Saved entries
⟨
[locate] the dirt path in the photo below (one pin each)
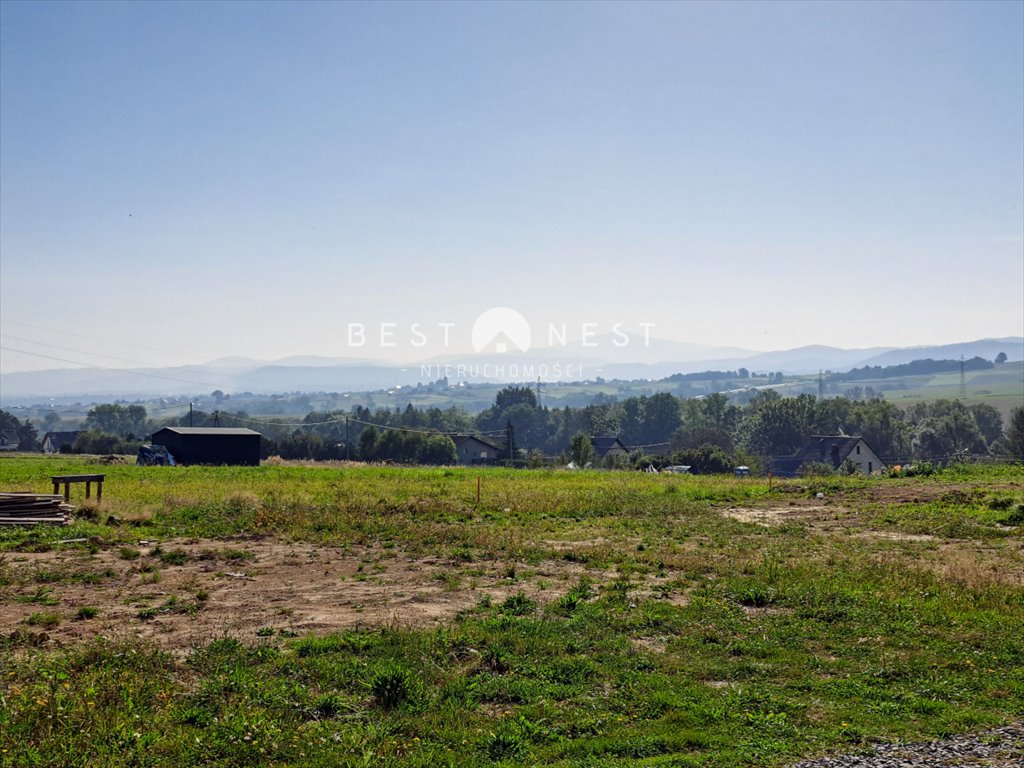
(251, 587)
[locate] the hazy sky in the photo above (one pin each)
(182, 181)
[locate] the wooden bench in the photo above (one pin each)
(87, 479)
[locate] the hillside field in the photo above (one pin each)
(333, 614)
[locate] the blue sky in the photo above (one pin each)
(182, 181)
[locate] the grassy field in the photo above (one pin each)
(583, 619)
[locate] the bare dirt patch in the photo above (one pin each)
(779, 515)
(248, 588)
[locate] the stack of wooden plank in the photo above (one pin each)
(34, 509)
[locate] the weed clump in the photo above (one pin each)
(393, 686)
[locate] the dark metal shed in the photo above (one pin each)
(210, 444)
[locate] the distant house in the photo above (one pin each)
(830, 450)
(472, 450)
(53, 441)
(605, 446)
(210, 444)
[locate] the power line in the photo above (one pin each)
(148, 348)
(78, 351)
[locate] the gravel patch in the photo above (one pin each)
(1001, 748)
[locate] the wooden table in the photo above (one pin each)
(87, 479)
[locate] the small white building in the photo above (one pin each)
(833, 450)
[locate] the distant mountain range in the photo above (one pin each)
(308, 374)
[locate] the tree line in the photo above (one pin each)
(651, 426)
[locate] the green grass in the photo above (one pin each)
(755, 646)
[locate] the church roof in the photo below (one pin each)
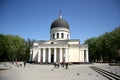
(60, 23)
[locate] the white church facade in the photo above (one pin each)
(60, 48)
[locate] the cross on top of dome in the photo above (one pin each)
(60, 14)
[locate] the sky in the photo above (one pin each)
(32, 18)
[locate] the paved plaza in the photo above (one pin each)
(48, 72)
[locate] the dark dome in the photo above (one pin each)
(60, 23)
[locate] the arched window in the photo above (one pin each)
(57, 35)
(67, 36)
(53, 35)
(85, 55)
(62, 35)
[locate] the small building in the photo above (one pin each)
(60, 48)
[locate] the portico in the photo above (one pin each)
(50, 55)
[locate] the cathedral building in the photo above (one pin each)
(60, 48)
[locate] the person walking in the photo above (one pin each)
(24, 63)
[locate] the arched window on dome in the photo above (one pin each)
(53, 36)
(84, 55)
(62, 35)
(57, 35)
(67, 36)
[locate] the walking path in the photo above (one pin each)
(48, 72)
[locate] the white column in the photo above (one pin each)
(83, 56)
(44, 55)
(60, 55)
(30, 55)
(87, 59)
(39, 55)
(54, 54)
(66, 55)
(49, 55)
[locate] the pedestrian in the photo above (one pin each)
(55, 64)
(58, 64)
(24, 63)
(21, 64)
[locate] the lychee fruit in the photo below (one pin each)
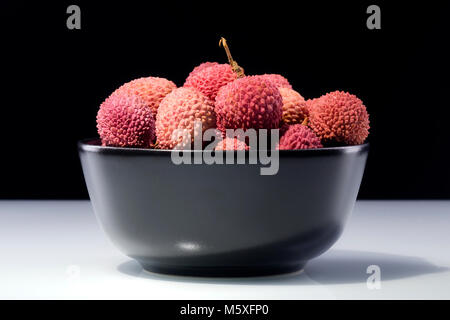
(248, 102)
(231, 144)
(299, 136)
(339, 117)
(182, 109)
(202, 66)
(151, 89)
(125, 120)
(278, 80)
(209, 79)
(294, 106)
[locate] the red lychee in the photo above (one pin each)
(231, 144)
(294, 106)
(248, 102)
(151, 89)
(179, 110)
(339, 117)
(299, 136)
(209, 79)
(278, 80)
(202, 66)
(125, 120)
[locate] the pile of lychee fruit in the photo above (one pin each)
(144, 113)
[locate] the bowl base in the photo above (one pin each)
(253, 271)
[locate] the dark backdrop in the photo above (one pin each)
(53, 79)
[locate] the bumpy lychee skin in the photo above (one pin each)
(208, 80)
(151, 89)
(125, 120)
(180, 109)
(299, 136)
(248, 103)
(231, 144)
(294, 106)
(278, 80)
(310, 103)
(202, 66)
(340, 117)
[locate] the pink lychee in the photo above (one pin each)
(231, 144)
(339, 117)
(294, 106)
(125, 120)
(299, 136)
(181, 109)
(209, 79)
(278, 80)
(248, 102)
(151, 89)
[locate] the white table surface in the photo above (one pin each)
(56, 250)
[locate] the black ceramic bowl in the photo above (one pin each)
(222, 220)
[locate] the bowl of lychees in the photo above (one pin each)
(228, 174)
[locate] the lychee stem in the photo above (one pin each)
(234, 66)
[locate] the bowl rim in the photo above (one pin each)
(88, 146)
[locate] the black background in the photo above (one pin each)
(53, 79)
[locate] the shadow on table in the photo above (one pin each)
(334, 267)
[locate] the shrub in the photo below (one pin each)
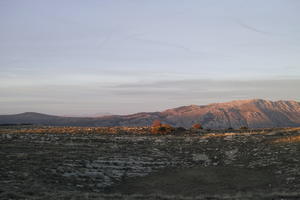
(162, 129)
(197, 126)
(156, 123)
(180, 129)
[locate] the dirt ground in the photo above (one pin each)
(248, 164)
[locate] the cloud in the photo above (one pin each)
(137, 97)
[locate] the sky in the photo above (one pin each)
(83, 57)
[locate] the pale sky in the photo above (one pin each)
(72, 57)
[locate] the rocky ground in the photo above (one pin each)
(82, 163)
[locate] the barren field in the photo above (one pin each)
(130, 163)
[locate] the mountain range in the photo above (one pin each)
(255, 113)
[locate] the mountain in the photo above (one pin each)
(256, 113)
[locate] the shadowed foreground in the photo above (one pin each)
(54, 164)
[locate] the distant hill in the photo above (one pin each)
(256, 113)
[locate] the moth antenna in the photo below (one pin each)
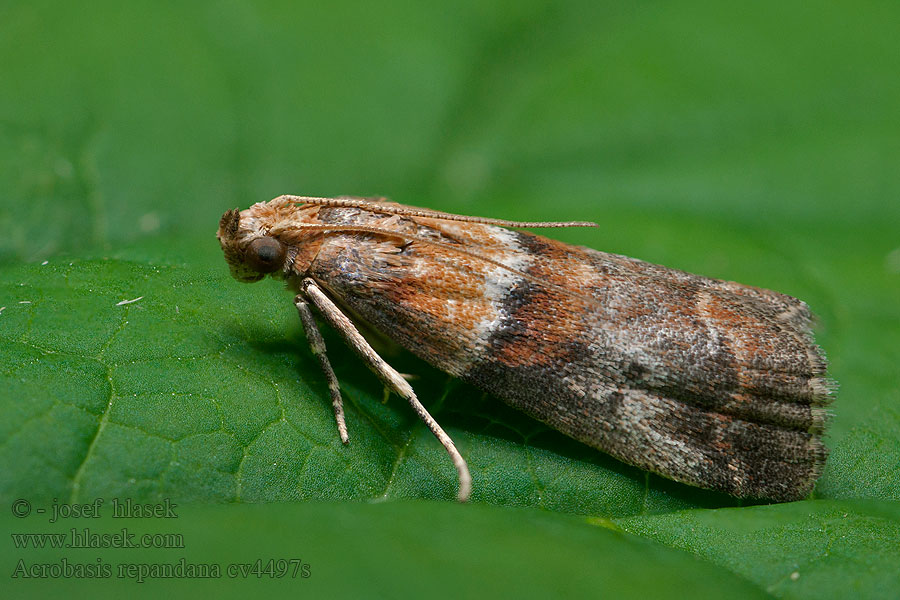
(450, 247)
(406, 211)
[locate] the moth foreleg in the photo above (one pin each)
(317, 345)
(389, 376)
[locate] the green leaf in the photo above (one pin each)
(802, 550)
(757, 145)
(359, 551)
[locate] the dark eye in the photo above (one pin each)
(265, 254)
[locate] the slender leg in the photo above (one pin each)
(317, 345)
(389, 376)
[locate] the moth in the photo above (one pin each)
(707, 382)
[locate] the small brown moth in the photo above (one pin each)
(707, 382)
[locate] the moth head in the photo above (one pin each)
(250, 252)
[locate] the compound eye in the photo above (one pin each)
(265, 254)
⟩
⟨
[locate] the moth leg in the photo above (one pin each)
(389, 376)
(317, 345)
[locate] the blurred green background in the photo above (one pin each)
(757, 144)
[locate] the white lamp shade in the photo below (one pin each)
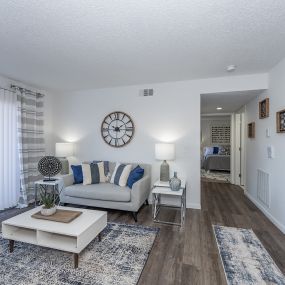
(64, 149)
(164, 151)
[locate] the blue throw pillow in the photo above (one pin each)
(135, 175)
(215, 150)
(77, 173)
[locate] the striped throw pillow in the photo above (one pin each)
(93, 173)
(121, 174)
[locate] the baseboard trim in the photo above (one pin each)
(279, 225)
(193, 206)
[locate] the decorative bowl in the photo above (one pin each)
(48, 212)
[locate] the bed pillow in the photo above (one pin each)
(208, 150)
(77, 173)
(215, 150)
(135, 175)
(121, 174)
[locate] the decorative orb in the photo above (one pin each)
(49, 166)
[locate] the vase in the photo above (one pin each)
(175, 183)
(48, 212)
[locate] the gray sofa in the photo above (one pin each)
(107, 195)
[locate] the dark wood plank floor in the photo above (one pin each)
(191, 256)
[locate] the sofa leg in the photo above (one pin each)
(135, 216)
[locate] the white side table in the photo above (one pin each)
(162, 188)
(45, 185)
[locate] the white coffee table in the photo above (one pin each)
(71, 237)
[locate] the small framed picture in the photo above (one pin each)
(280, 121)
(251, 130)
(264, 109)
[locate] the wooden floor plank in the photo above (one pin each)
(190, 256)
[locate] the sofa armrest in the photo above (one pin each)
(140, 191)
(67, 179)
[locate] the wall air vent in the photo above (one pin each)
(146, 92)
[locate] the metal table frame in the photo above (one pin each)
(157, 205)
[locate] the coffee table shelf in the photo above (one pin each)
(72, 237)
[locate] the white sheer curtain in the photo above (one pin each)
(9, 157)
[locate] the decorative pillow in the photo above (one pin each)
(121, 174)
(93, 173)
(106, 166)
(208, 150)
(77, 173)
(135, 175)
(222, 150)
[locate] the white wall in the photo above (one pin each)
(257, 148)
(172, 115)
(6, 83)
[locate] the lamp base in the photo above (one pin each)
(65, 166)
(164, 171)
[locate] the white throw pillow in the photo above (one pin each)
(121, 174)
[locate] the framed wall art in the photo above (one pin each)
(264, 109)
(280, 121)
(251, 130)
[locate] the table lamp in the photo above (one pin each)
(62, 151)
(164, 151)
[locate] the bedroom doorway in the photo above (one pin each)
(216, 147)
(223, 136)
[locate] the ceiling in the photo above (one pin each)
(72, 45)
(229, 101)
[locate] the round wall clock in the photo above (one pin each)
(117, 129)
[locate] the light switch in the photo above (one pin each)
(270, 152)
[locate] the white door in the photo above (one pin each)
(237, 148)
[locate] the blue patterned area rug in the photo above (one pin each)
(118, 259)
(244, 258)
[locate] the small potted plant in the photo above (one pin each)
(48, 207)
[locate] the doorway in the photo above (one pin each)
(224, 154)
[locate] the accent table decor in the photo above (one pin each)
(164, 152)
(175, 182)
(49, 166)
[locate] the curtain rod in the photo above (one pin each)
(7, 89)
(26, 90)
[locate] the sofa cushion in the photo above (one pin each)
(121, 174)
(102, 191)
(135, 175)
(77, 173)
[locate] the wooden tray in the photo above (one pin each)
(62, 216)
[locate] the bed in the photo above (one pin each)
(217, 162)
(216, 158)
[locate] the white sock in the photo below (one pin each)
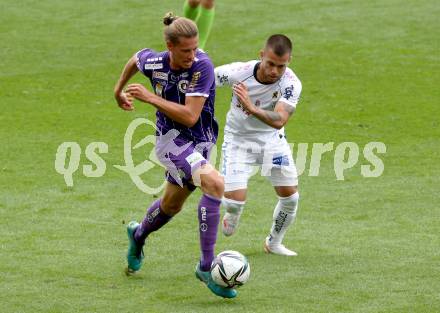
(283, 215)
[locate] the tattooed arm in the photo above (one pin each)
⟩
⟨
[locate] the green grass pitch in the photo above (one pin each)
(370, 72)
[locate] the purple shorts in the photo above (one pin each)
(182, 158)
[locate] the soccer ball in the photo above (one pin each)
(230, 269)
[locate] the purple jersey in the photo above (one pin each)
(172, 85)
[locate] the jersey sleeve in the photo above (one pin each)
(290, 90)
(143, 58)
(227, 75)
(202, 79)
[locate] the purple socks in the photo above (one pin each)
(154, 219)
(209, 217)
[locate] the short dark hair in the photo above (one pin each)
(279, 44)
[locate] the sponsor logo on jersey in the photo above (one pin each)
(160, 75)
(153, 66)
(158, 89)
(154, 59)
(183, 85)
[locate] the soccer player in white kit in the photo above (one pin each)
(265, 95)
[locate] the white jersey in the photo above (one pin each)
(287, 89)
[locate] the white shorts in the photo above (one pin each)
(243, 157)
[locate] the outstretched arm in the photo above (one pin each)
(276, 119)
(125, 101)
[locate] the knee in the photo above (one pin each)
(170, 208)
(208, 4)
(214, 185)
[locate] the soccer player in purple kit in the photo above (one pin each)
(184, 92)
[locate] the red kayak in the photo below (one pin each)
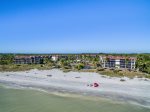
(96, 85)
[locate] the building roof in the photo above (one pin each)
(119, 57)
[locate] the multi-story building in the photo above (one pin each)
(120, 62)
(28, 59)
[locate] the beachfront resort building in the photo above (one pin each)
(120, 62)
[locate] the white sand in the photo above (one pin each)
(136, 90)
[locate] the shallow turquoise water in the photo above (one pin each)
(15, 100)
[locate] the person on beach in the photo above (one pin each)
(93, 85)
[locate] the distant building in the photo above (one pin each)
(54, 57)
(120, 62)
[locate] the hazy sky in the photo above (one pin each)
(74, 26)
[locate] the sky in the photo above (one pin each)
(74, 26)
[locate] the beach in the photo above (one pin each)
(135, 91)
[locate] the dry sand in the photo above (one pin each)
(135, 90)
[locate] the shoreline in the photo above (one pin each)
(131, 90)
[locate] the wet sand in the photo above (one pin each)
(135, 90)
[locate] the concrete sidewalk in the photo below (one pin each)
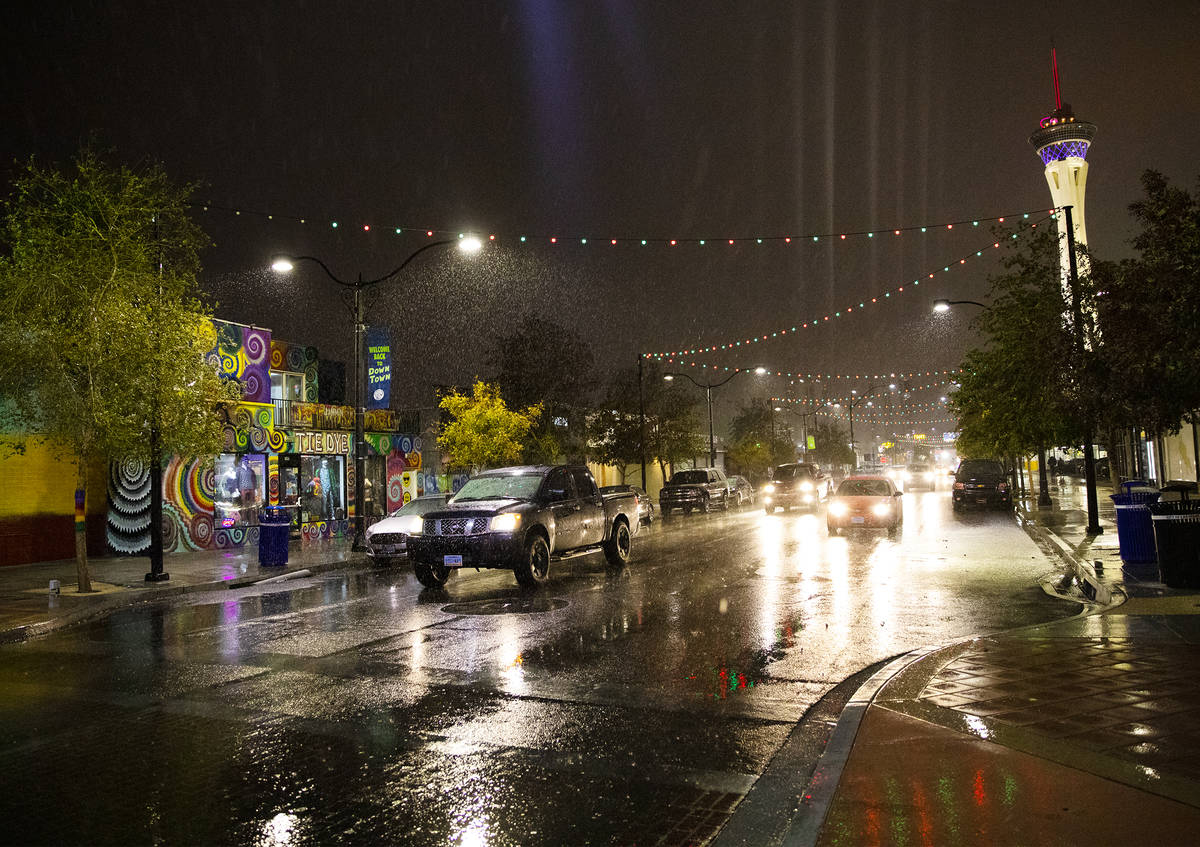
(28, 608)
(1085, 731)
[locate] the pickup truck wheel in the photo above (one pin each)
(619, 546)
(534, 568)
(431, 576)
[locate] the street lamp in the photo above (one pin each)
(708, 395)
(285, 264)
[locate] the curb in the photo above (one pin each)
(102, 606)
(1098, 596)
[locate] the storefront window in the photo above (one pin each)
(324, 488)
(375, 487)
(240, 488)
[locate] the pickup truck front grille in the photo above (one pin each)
⟩
TASK DIRECTIONS: Go down the entries above from the line containing "[locate] the table" to the line containing "[locate] the tattooed" and write out each line exactly, leaving pictures out.

WRITTEN RESPONSE:
[locate] the table lamp in the photo above (one pin each)
(62, 151)
(164, 151)
[locate] the bedroom doorway in the photo above (one pin each)
(216, 147)
(223, 136)
[locate] the ceiling in the photo above (one pin each)
(72, 45)
(229, 101)
[locate] the round wall clock in the photo above (one pin each)
(117, 129)
[locate] the light switch in the photo above (one pin each)
(270, 152)
[locate] the white door in the photo above (one pin each)
(237, 148)
[locate] the blue patterned area rug in the photo above (one pin each)
(118, 259)
(244, 258)
[locate] the small potted plant in the photo above (one pin each)
(48, 207)
[locate] the doorway in the photo above (one pin each)
(224, 154)
[locate] the accent table decor in the photo above (one pin each)
(164, 152)
(175, 182)
(49, 166)
[locate] the curtain rod in the photo above (one pin each)
(7, 89)
(26, 90)
[locate] the sofa cushion in the photo above (one pin each)
(121, 174)
(102, 191)
(135, 175)
(77, 173)
[locate] the wooden tray in the photo above (one pin each)
(62, 216)
[locate] the bed in the photo above (one pin each)
(217, 162)
(216, 158)
[locate] the white sock in the photo below (one pin each)
(283, 215)
[locate] the tattooed arm in the photo above (one pin each)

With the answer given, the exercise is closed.